Qui, sempre considerando che si tratta di un prodotto di 15 anni fa, e che all’epoca una cosa come Fear Street neppure ci permettevamo il lusso di sognarla, il regista si sente più libero e indugia sulla deformazione dei corpi ospiti di Tak. E così abbiamo braccia che si staccano, volti pieni di tagli e pustole, Ron Perlman che starnutisce sangue sul parabrezza della sua auto da sceriffo e via così, con un campionario di nefandezze che in un 2006 cinematografico dominato dal torure porn al massimo potevano fare il solletico a uno spettatore smaliziato, ma sulla ABC doveva rappresentare una relativa novità. 

Come spesso succede sia a Garris che a King, Desperation perde un po’ di mordente nel lungo finale alla miniera: è un problema del romanzo, perché King risolve l’orrore cosmico che lui stesso ha scatenato in maniera molto prosaica e concreta; un po’ lo stesso vizio, su scala minore, di IT, se vogliamo; ma è un problema del film, perché Garris si fa prendere la mano dal delirio mistico e, in questo modo, perde di vista quella connotazione tutto sommato neutrale che King aveva conferito a Dio nel libro, ma che nel film è molto più sbilanciata verso una visione cristiana tradizionale della divinità. Anche questo è in parte dovuto alla mancanza di spazio per approfondire la questione, ma soprattutto temo sia imputabile a un’eccessiva ambiguità concettuale che in tv non si poteva (ancora) portare. 
Proprio nell’ultimo episodio di questa rubrica, scrivevo che l’opera più matura di Garris era Riding the Bullet. 
Ma non avevo visto Desperation e mi sbagliavo, di grosso. 
Per l’ennesima volta nella mia vita, mi tocca chiedere scusa a qualcuno. 

6 commenti

  1. Visto non male, chissà se Tom Skerrit si è modellato su King, c’è pure Annabeth Gish e Steven Weber.

    1. Sicuramente il personaggio del romanzo è modellato in parte su King. Però è soprattutto modellato sullo scrittore maledetto della beat generation.

  2. Ricordo che lo incrociai anni fa in televisione,ma cambiai canale perche era iniziato da oltre 40 minuti,una cosa che non sopporto sono le persone che girano a caso fra i canali televisivi e si guardano qualcosa che non hanno visto dall’inizio pensando che sia la stessa cosa,se provi a spiegargli che un film e iniziato gia da quasi un’ora e che per questo non converrebbe guardarlo in quel momento,ti guardano scocciati come se fossi un rompiscatole di professione! Guai a provare ad instillare un po di cultura e buon senso a coloro che non interessa!

- **CONSEGNA 1**
Riscrivi i record dalla riga che contiene "Task: Q: Indicate the rust" fino all'ultima riga dei record compresa, sostituendo "marker" con "dot" e lasciando tutto il resto invariato.

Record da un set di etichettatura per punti
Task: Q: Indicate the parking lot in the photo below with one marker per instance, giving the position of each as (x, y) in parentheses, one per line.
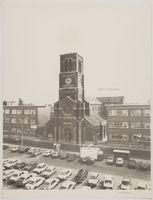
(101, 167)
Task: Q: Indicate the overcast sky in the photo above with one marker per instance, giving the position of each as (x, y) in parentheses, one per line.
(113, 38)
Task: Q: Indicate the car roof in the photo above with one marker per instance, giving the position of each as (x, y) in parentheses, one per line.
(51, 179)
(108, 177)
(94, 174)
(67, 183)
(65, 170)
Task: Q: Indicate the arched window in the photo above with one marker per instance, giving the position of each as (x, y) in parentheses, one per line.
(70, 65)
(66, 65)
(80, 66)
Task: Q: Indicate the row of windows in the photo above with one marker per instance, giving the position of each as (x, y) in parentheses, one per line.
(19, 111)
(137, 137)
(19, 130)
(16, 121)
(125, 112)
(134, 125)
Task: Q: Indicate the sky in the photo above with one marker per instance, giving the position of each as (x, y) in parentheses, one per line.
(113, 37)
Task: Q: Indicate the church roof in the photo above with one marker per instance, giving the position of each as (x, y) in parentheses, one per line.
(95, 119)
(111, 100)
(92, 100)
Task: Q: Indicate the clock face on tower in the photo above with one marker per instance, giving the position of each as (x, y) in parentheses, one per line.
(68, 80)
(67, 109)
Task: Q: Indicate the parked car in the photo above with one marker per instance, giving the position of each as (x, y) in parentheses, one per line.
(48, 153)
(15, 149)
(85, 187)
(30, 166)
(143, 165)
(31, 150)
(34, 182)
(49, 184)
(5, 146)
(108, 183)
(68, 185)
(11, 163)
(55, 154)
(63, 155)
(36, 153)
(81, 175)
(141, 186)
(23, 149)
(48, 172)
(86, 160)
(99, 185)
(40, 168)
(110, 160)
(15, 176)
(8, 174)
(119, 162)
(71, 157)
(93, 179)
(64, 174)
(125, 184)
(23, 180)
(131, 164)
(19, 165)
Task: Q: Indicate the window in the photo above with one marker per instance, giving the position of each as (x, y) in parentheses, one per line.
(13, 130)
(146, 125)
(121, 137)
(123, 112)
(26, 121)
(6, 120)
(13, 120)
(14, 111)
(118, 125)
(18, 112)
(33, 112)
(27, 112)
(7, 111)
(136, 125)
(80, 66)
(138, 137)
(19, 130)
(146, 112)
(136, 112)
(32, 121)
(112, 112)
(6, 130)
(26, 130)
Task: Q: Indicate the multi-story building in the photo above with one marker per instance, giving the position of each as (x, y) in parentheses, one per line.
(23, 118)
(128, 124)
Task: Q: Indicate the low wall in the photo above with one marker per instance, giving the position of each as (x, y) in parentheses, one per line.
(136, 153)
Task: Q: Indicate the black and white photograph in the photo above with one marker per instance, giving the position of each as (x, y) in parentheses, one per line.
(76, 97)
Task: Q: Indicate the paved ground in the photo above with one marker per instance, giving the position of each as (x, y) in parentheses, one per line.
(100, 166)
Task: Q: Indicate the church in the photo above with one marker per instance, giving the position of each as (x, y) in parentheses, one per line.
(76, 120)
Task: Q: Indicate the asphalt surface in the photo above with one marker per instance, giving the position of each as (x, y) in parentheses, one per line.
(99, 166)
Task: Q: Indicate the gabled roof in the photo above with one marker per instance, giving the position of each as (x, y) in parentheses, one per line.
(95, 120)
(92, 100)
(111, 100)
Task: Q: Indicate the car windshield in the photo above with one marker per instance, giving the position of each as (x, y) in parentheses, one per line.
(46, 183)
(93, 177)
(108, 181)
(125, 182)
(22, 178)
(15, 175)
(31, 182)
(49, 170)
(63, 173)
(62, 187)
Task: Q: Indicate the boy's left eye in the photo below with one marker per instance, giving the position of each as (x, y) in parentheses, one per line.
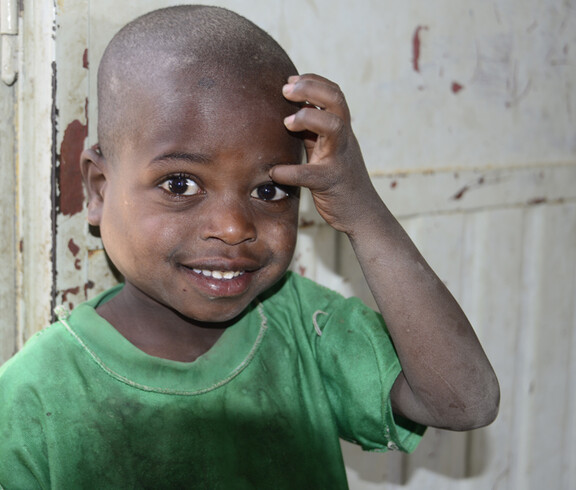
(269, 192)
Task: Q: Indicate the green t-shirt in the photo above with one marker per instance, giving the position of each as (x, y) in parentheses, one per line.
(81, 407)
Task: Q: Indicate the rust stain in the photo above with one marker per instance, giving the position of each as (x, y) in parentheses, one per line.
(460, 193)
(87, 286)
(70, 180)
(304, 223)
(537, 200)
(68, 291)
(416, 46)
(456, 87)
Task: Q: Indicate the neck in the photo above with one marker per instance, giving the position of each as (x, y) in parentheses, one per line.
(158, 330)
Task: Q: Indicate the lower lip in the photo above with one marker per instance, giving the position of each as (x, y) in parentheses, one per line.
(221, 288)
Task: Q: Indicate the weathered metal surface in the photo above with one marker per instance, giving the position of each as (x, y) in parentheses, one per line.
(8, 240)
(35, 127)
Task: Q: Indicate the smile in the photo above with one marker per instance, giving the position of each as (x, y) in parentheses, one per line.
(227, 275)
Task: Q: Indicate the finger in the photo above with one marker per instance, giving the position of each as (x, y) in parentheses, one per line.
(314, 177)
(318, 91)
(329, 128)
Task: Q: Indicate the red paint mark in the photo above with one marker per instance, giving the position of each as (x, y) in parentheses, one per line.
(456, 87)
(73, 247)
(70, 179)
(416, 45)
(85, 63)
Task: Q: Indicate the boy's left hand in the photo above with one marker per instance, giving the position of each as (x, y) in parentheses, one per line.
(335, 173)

- **CONSEGNA 2**
Rispondi a queste domande sulla recensione di Desperation.
(a) Quale opera di Garris l'autore aveva definito la più matura nell'ultimo episodio della rubrica?
(b) Chi starnutisce sangue sul parabrezza della sua auto da sceriffo?
(c) Secondo la risposta al primo commento, su chi è modellato soprattutto il personaggio del romanzo?

- **RISPOSTA 1**
Task: Q: Indicate the rust stain in the photo above with one dot per instance, giving the position of each as (x, y) in parentheses, one per line.
(460, 193)
(87, 286)
(70, 180)
(304, 223)
(537, 200)
(68, 291)
(416, 46)
(456, 87)
Task: Q: Indicate the neck in the photo above with one dot per instance, giving the position of each as (x, y) in parentheses, one per line.
(158, 330)
Task: Q: Indicate the lower lip in the photo above with one dot per instance, giving the position of each as (x, y) in parentheses, one per line.
(221, 288)
Task: Q: Indicate the weathered metal surface in the photo above with one dot per instance, giving the position of each as (x, y) in parentheses, one per line.
(8, 240)
(35, 127)
Task: Q: Indicate the smile in the photo above with one dot per instance, giving the position of each as (x, y) in parentheses, one per line.
(227, 275)
Task: Q: Indicate the finger in the photo above with one dot per instance, giving the position of each as (x, y) in parentheses, one per line.
(314, 177)
(318, 91)
(329, 128)
Task: Q: Indicate the red paint mark in the photo above with one dot per instance, giving the position of each as (x, y) in parentheses, one per line.
(456, 87)
(73, 247)
(70, 179)
(416, 45)
(85, 63)
Task: Q: Indicate the boy's left hand in the photo above with one dot per instance, giving the position of each as (x, y) in parentheses, one per line.
(335, 173)

- **RISPOSTA 2**
(a) Riding the Bullet.
(b) Ron Perlman.
(c) Sullo scrittore maledetto della beat generation.